--- WHAT IS NEEDED ---
Look through the lines below and extract each one that contains "positive".
--- DATA UNDER STUDY ---
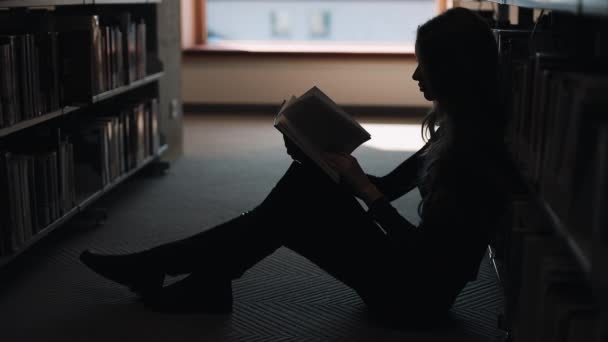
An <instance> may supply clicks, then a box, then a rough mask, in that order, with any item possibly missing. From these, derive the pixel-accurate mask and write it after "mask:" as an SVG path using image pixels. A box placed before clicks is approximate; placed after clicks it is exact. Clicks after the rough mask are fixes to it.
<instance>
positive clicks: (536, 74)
mask: <svg viewBox="0 0 608 342" xmlns="http://www.w3.org/2000/svg"><path fill="white" fill-rule="evenodd" d="M487 1H491V2H496V3H499V4H504V5H514V6H518V7H522V8H526V9H548V10H549V11H545V17H544V18H542V19H543V21H542V22H543V24H541V25H542V30H543V32H544V33H543V34H544V36H538V35H537V36H536V38H537V39H536V40H533V39H531V37H532V35H526V34H525V32H528V33H532V32H533V31H532V30H535V28H534V29H533V28H531V27H527V26H525V25H524V26H523V27H520V28H518V27H514V26H510V25H507V24H505V23H498V25H497V26H498V28H499V30H498V31H497V32H496V37H497V39H499V40H500V42H501V47H503V48H505V50H504V51H501V57H500V58H501V59H500V62H501V67H502V68H504V69H502V70H501V75H503V77H504V78H503V79H502V81H503V82H505V83H504V85H506V86H504V87H502V88H503V89H502V91H503V92H504V93H503V94H502V95H504V100H505V101H506V102H505V103H504V105H505V108H508V113H509V115H510V119H511V120H510V125H511V126H510V127H509V133H508V139H507V141H508V142H509V145H510V146H508V147H509V150H510V152H511V155H510V158H511V164H512V166H513V170H514V171H515V172H514V173H515V175H514V178H517V179H518V181H519V182H518V183H520V184H521V190H517V192H518V193H517V202H520V201H521V202H522V205H521V207H518V208H517V210H514V215H515V216H513V218H515V219H514V220H513V224H514V226H513V228H515V229H508V230H507V231H505V232H504V234H505V236H504V239H503V241H505V243H504V246H500V247H501V252H500V253H496V251H494V250H492V248H489V251H488V253H489V255H490V261H491V262H492V263H493V265H494V268H495V271H496V273H497V276H498V277H499V279H501V281H500V282H501V284H502V286H501V287H502V288H503V293H504V295H505V311H506V312H504V313H503V315H504V317H506V321H504V322H503V323H504V326H502V327H501V328H503V329H506V330H508V331H509V333H510V334H511V336H510V341H515V342H518V341H520V340H522V341H540V342H544V341H553V340H554V339H551V337H549V339H547V338H548V337H547V336H553V337H555V334H558V332H557V330H555V328H556V327H557V326H559V328H560V329H561V330H559V331H560V332H568V334H569V336H570V337H567V336H561V335H560V340H561V338H563V340H564V341H573V339H575V338H578V340H585V341H589V342H599V341H602V342H603V341H606V335H605V334H606V332H605V330H604V332H600V330H602V329H605V327H606V326H607V325H608V320H607V319H606V318H607V317H608V306H607V304H608V301H606V300H605V298H608V287H607V285H608V282H606V281H605V280H604V281H603V282H602V281H601V280H600V281H598V279H601V278H602V277H603V279H606V278H605V276H604V275H603V274H604V273H605V269H603V268H602V267H603V266H605V265H606V262H607V261H608V260H607V256H608V244H607V243H606V239H605V238H604V239H602V238H601V237H602V236H603V235H602V234H605V232H606V228H605V225H606V224H605V223H606V221H605V219H604V220H603V221H602V219H601V218H599V216H601V215H598V213H597V211H598V210H603V209H601V207H600V206H599V205H596V204H594V203H593V202H594V198H592V197H593V196H605V193H604V192H601V191H598V189H599V186H600V185H601V184H597V183H598V182H599V183H601V182H604V183H605V182H606V178H605V177H607V176H608V175H605V172H604V173H602V172H601V171H600V170H599V166H598V165H599V164H598V161H601V160H603V159H602V157H601V155H600V153H599V152H597V151H595V150H597V149H600V150H601V149H602V147H601V146H600V143H601V140H599V139H600V138H599V137H597V136H598V134H602V132H603V134H606V133H605V130H603V131H602V130H601V129H600V128H596V127H595V126H598V127H601V126H602V125H604V126H605V125H606V121H605V119H602V118H604V117H603V116H601V115H595V111H596V110H597V109H596V108H604V107H603V106H600V105H595V104H596V103H599V102H598V101H600V100H601V97H602V94H603V93H604V92H605V91H608V81H607V80H606V79H605V75H606V73H605V72H603V69H602V68H603V67H604V66H606V65H605V64H600V63H596V64H594V63H592V62H589V64H588V65H589V66H588V65H585V64H583V63H586V62H585V61H595V60H596V59H598V60H599V59H601V55H600V54H599V53H598V52H599V51H600V50H599V48H600V47H601V48H604V47H605V46H608V41H607V40H606V35H605V32H606V29H605V27H607V26H606V23H608V1H605V0H601V1H595V0H590V1H578V0H577V1H572V0H563V1H554V0H487ZM573 14H574V15H573ZM501 27H505V28H507V27H508V28H509V29H519V30H521V32H522V33H523V34H522V35H521V36H516V35H512V34H511V35H509V32H507V30H500V28H501ZM564 32H567V34H563V33H564ZM501 33H504V34H502V35H501ZM503 39H504V41H503ZM569 44H571V45H569ZM573 45H576V46H577V51H576V53H574V52H573V50H572V49H571V48H570V47H571V46H573ZM587 46H592V47H593V48H589V49H587V50H585V47H587ZM583 51H584V52H583ZM539 52H540V53H548V54H552V55H554V56H556V57H557V58H556V60H555V64H554V65H552V66H547V65H546V64H543V60H542V59H540V58H539V55H538V54H537V53H539ZM573 55H575V56H576V57H577V60H578V59H579V58H580V61H582V62H578V63H579V64H576V63H577V62H576V61H574V60H573V59H571V60H570V61H568V62H567V63H566V58H567V57H569V56H573ZM560 56H564V57H565V58H564V61H563V62H561V60H559V58H561V57H560ZM541 57H542V56H541ZM559 63H562V64H559ZM568 63H569V64H568ZM591 65H593V69H592V67H591ZM548 74H551V76H552V78H551V77H546V78H543V77H545V76H547V75H548ZM599 75H604V76H599ZM577 96H578V97H577ZM557 99H560V100H561V102H559V105H553V103H552V101H557ZM575 99H578V101H579V102H576V101H577V100H575ZM594 101H595V102H594ZM549 103H551V104H549ZM583 103H584V104H583ZM602 114H603V113H602ZM591 118H593V120H592V119H591ZM579 122H581V123H584V124H580V125H579V124H578V123H579ZM574 130H576V131H574ZM571 132H577V133H575V134H572V133H571ZM607 136H608V135H607ZM582 137H584V139H583V138H582ZM562 139H563V141H562ZM604 149H605V146H604ZM594 151H595V152H594ZM581 152H588V153H586V154H583V153H581ZM604 152H605V151H604ZM604 155H605V154H604ZM583 175H585V176H583ZM586 175H589V176H586ZM596 185H597V186H596ZM596 216H597V217H596ZM520 224H521V225H520ZM497 254H498V256H496V255H497ZM493 256H496V257H494V258H493ZM500 257H504V258H505V259H504V260H500ZM502 265H504V267H502ZM603 298H604V299H603ZM547 310H550V311H547ZM577 310H578V311H577ZM584 310H587V311H588V312H593V313H597V315H595V314H594V315H588V316H585V320H586V321H585V322H584V323H581V321H580V320H579V321H575V320H573V319H572V317H574V316H576V315H577V312H578V313H580V312H582V311H584ZM578 319H581V318H580V317H579V318H578ZM580 324H587V325H585V327H588V326H593V328H590V329H587V330H585V329H584V328H581V325H580ZM552 329H553V330H552ZM568 329H573V330H572V331H576V332H575V333H572V334H571V332H570V331H568ZM577 329H578V330H577ZM595 330H597V333H596V334H595V335H593V336H591V337H590V335H589V332H590V331H595ZM602 334H604V335H602ZM581 336H584V337H581Z"/></svg>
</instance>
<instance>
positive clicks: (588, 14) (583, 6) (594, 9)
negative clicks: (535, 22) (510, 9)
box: [489, 0, 608, 16]
mask: <svg viewBox="0 0 608 342" xmlns="http://www.w3.org/2000/svg"><path fill="white" fill-rule="evenodd" d="M489 1H491V2H495V3H499V4H501V5H513V6H518V7H525V8H538V9H548V10H555V11H564V12H570V13H574V14H585V15H592V16H608V2H606V1H605V0H489Z"/></svg>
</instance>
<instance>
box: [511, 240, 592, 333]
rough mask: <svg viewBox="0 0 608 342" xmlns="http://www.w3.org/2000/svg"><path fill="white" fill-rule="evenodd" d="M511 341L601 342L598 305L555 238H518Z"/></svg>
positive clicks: (586, 284)
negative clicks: (585, 341)
mask: <svg viewBox="0 0 608 342" xmlns="http://www.w3.org/2000/svg"><path fill="white" fill-rule="evenodd" d="M521 242H522V247H523V249H522V252H523V255H522V256H523V258H524V259H525V263H523V265H522V269H521V275H520V277H521V279H524V280H525V281H523V282H521V284H520V288H519V291H518V294H519V296H518V298H517V301H518V305H517V311H516V315H515V317H516V318H515V319H516V324H515V328H514V331H513V334H514V339H516V340H517V341H522V342H528V341H529V342H532V341H534V342H536V341H563V342H578V341H600V339H598V336H599V333H600V332H599V329H600V328H601V327H600V319H601V318H600V315H599V314H598V310H599V307H598V305H597V299H596V298H595V297H594V296H593V294H592V292H591V289H590V288H589V285H588V282H587V279H586V278H585V275H584V274H583V273H582V272H581V270H580V268H579V267H578V265H577V264H576V263H575V262H574V261H573V260H572V257H571V256H570V253H569V251H567V249H566V248H565V246H564V244H563V241H560V240H559V239H557V238H556V237H554V236H551V235H543V234H538V233H537V234H533V233H529V234H526V235H524V236H523V238H522V240H521Z"/></svg>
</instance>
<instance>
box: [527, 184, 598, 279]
mask: <svg viewBox="0 0 608 342" xmlns="http://www.w3.org/2000/svg"><path fill="white" fill-rule="evenodd" d="M535 197H536V201H537V204H538V206H539V207H540V208H541V209H542V211H543V212H544V213H545V216H546V217H547V218H548V219H549V222H550V223H551V227H553V229H554V230H555V232H556V233H557V234H558V235H559V236H561V237H562V239H563V240H564V241H566V244H568V247H569V248H570V251H571V252H572V254H573V255H574V257H575V259H576V260H577V261H578V263H579V265H580V266H581V268H582V269H583V272H584V273H585V274H586V275H587V276H589V275H591V242H590V241H588V239H585V238H584V237H583V236H581V235H580V234H576V233H575V232H572V231H570V230H568V227H567V226H566V224H565V223H564V222H563V221H562V220H561V219H560V218H559V216H558V215H557V214H556V213H555V211H553V209H552V208H551V206H550V205H549V203H547V202H545V200H543V199H542V198H541V197H540V196H539V195H536V196H535Z"/></svg>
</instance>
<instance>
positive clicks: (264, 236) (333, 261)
mask: <svg viewBox="0 0 608 342" xmlns="http://www.w3.org/2000/svg"><path fill="white" fill-rule="evenodd" d="M386 243H387V242H386V236H385V235H384V233H383V232H382V231H381V230H380V229H379V228H378V227H377V226H376V225H374V224H373V223H372V221H371V220H370V219H369V218H368V217H367V216H366V215H365V213H364V210H363V208H361V206H360V205H359V203H358V202H357V201H356V200H355V199H354V197H353V196H352V195H350V194H348V193H346V192H345V191H344V190H343V189H342V188H340V187H339V186H338V185H336V184H335V183H333V181H331V180H330V179H329V178H328V177H327V176H325V174H322V173H321V171H319V170H318V169H317V168H316V167H312V166H308V165H300V164H298V163H293V164H292V165H291V166H290V168H289V169H288V170H287V172H286V173H285V175H284V176H283V177H282V178H281V179H280V180H279V182H278V183H277V184H276V186H275V187H274V188H273V190H272V191H271V192H270V194H269V195H268V196H267V197H266V199H265V200H264V201H263V202H262V203H261V204H260V205H258V206H257V207H256V208H254V209H253V210H252V211H250V212H247V213H244V214H242V215H241V216H239V217H236V218H234V219H232V220H229V221H227V222H225V223H222V224H220V225H218V226H216V227H214V228H211V229H209V230H206V231H204V232H202V233H199V234H196V235H194V236H192V237H189V238H186V239H183V240H179V241H176V242H173V243H169V244H166V245H162V246H159V247H157V248H154V249H153V250H151V252H152V253H151V254H152V255H155V259H157V260H159V261H158V262H159V263H160V264H161V265H162V267H163V268H164V269H165V271H166V272H167V273H168V274H181V273H191V272H195V271H198V270H200V271H207V272H208V271H210V270H213V272H218V273H222V274H225V275H227V276H229V277H231V278H237V277H239V276H240V275H242V274H243V273H244V272H245V271H246V270H247V269H249V268H250V267H251V266H253V265H255V264H256V263H257V262H259V261H260V260H261V259H263V258H264V257H266V256H268V255H270V254H272V253H273V252H274V251H275V250H276V249H278V248H279V247H281V246H284V245H285V246H287V247H288V248H290V249H293V250H294V251H296V252H298V253H299V254H302V255H303V256H305V257H307V258H309V259H310V260H311V261H313V262H315V263H316V264H318V265H319V266H320V267H322V268H323V269H325V270H326V271H328V272H329V273H331V274H332V275H334V276H336V278H338V279H340V280H342V281H344V282H346V283H347V284H348V285H351V284H354V283H358V282H359V280H358V279H359V278H366V275H365V274H364V273H366V272H368V271H370V270H376V269H378V265H377V262H378V261H379V259H380V258H382V254H383V253H384V251H386V247H387V246H386ZM384 261H386V260H384ZM368 279H369V278H368Z"/></svg>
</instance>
---
--- ANSWER BELOW ---
positive clicks: (536, 74)
positive clicks: (588, 14) (583, 6) (594, 9)
positive clicks: (586, 284)
positive clicks: (264, 236) (333, 261)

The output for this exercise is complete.